**CONSIGNES DE L'EXERCICE**
• a. Relevez tous les noms de personnes cités dans le texte sur l'Aïkido.
• b. Recopiez le texte sur l'Aïkido depuis « Paroles du passé, mon » jusqu'à « joue un minimum. ».

Paroles du passé, mon avis sur l'Aïkido... hier
Ayant quelques soucis avec ma boîte mail, j'ai dû aller faire du "nettoyage" manuellement. Et je suis retombé sur certains échanges intéressants. Notamment celui-ci qui date de 2005, il y a douze ans.
"Salut Jacques,
Quelques lignes pour répondre à ta question sur l'année prochaine et ce que je compte faire.
Cet été j'irai donc à Lesneven et dès le lendemain de mon retour je partirai à Tokyo. J'y serai jusqu'au 23 août.
Durant mon séjour je pense pouvoir voir Kuroda senseï
(…)
Concernant l'Aïkido je compte passer mon 4ème dan.
Pas parce que le grade m'importe.
Mais parce que je vis en partie de l'enseignement et que malheureusement cela joue un minimum.
Je pense pouvoir faire au moins aussi bien que ce que j'ai vu hier...
Mais surtout parce que je me pose de plus en plus de questions par raport au tavail de l'Aïkido "classique", dans le sens de "plus répandu".
Pas par rapport à Tamura senseï.
Mais à presque tous les autres.
J'ai par exemple la sensation que nous pratiquons beaucoup de techniques en "contraintes".
Je trouve aussi surtout que nous sommes toujours dans l'extension, le "yang", le travail "positif" avec en réalité peu de travail sur le vide ou l'absorption...
Bref j'ai de moins en moins de certitudes et ce que je cherche ne m'aidera sûrement pas à passer le 4ème dan où l'on demande un travail standard, clair, ample et presque sportif.
C'est pourquoi j'ai finalement renoncé à aller au stage de Kuroda senseï en novembre et que jusqu'à mon passage je ne travaillerai qu'un minimum sur son enseignement.
C'est une raison pour lesquelles je voudrais passer mon grade au plus vite.
Pour pouvoir chercher et travailler librement.
(…)
Concernant pour finir la fédé et ses comités techniques, ou quoi que ce soit du genre j'en ferai partie tant que toi ou Toshiro me le demanderez.
Mais rien de tout cela ne m'intéresse.
Pour moi les arts martiaux ne font pas bon ménage avec les fédés.

**EXTRAITS DES DONNÉES**

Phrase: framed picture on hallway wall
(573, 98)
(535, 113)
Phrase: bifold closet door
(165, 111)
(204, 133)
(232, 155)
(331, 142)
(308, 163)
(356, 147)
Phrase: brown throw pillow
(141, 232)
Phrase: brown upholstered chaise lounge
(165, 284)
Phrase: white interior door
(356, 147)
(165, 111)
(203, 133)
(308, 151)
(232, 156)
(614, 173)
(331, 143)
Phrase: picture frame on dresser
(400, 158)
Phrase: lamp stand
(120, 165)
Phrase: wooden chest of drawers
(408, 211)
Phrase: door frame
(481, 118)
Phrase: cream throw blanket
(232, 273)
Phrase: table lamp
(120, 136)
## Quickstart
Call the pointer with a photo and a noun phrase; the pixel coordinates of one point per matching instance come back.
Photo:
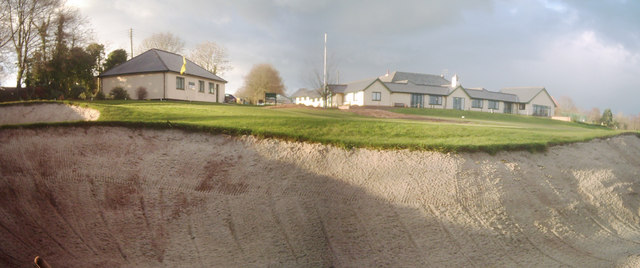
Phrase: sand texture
(48, 112)
(110, 197)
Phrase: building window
(493, 105)
(376, 96)
(201, 86)
(476, 103)
(180, 83)
(435, 100)
(540, 110)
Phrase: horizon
(588, 51)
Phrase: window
(493, 105)
(180, 83)
(417, 100)
(458, 103)
(476, 103)
(435, 100)
(540, 110)
(201, 86)
(376, 96)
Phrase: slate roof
(491, 95)
(357, 85)
(418, 89)
(303, 92)
(416, 78)
(525, 94)
(155, 60)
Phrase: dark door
(416, 100)
(508, 107)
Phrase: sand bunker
(48, 112)
(105, 196)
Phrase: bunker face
(99, 196)
(45, 112)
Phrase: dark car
(228, 98)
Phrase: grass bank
(476, 132)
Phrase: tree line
(48, 47)
(566, 107)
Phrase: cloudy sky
(588, 50)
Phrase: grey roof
(358, 85)
(418, 89)
(303, 92)
(491, 95)
(155, 60)
(525, 94)
(418, 79)
(337, 88)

**RÉPONSES PAR CONSIGNE**
• a. Jacques, Kuroda senseï, Tamura senseï, Toshiro

• b.
Paroles du passé, mon avis sur l'Aïkido... hier
Ayant quelques soucis avec ma boîte mail, j'ai dû aller faire du "nettoyage" manuellement. Et je suis retombé sur certains échanges intéressants. Notamment celui-ci qui date de 2005, il y a douze ans.
"Salut Jacques,
Quelques lignes pour répondre à ta question sur l'année prochaine et ce que je compte faire.
Cet été j'irai donc à Lesneven et dès le lendemain de mon retour je partirai à Tokyo. J'y serai jusqu'au 23 août.
Durant mon séjour je pense pouvoir voir Kuroda senseï
(…)
Concernant l'Aïkido je compte passer mon 4ème dan.
Pas parce que le grade m'importe.
Mais parce que je vis en partie de l'enseignement et que malheureusement cela joue un minimum.